→ **BRANO FORNITO**
I clienti di un ristorante apparentemente ordinario creano rapporti semplici ma profondi condividendo la passione per piatti particolari.
di Emanuele Sacchi

lunedì 21 novembre 2016 - Netflix

È il plurale nel titolo, stories anziché story, a sottolineare con pudore la vicinanza e insieme la lontananza dal "racconto di Tokyo" per eccellenza, il capolavoro di Yasujiro Ozu (Viaggio a Tokyo il titolo italiano del film). Ma la filosofia di fondo, lo sguardo amorevole e comprensivo verso le debolezze umane, resta il medesimo del grande regista.

Quelli della serie giapponese prodotta da Netlix, più umilmente, sono "dei racconti di Tokyo", tante piccole storie di vita, semplici e comuni come i piatti preparati dal "maestro", l'oste senza nome che gestisce il ristorante.

→ **CONSEGNA A**
Riscrivi tutti i record rinominando "cloud" in "nuvola" e lasciando il resto invariato.

Record di annotazione dei contorni
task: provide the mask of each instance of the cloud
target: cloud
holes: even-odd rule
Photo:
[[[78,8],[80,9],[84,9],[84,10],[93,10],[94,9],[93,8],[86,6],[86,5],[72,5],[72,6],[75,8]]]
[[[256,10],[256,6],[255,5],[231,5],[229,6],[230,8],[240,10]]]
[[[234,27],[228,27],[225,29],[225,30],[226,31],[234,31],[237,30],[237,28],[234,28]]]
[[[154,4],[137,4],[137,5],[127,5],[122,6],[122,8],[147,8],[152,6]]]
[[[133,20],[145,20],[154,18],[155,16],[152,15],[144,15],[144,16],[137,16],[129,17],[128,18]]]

→ **CONSEGNA B**
Prosegui la recensione della serie giapponese sul ristorante di Tokyo, riprendendo dopo l'ultima frase.

→ **RISPOSTA CORRETTA A**
task: provide the mask of each instance of the nuvola
target: nuvola
holes: even-odd rule
Photo:
[[[78,8],[80,9],[84,9],[84,10],[93,10],[94,9],[93,8],[86,6],[86,5],[72,5],[72,6],[75,8]]]
[[[256,10],[256,6],[255,5],[231,5],[229,6],[230,8],[240,10]]]
[[[234,27],[228,27],[225,29],[225,30],[226,31],[234,31],[237,30],[237,28],[234,28]]]
[[[154,4],[137,4],[137,5],[127,5],[122,6],[122,8],[147,8],[152,6]]]
[[[133,20],[145,20],[154,18],[155,16],[152,15],[144,15],[144,16],[137,16],[129,17],[128,18]]]

→ **RISPOSTA CORRETTA B**
Emanuele Sacchi

Midnight Diner: Tokyo Stories è una serie di dieci episodi autoconclusivi, tratta da un manga di Yaro Abe che ha venduto più di 5 milioni di copie nel mondo e che approda ora su Netflix, dopo essere stata trasmessa dalla tv giapponese dal 2009 a oggi. In patria il successo ha condotto anche a una filiazione cinematografica, dal titolo sempre di Midnight Diner: Tokyo Stories, uscita in patria nel 2015 (e qui da noi transitata al Far East Film Festival). In un certo senso quella del canale in streaming - seconda produzione giapponese per Netflix dopo Hibana, incentrata sulle vite di due comici - è la quarta stagione della serie, benché il conto riparta da 1 e non ci siano richiami di sorta a personaggi delle puntate precedenti.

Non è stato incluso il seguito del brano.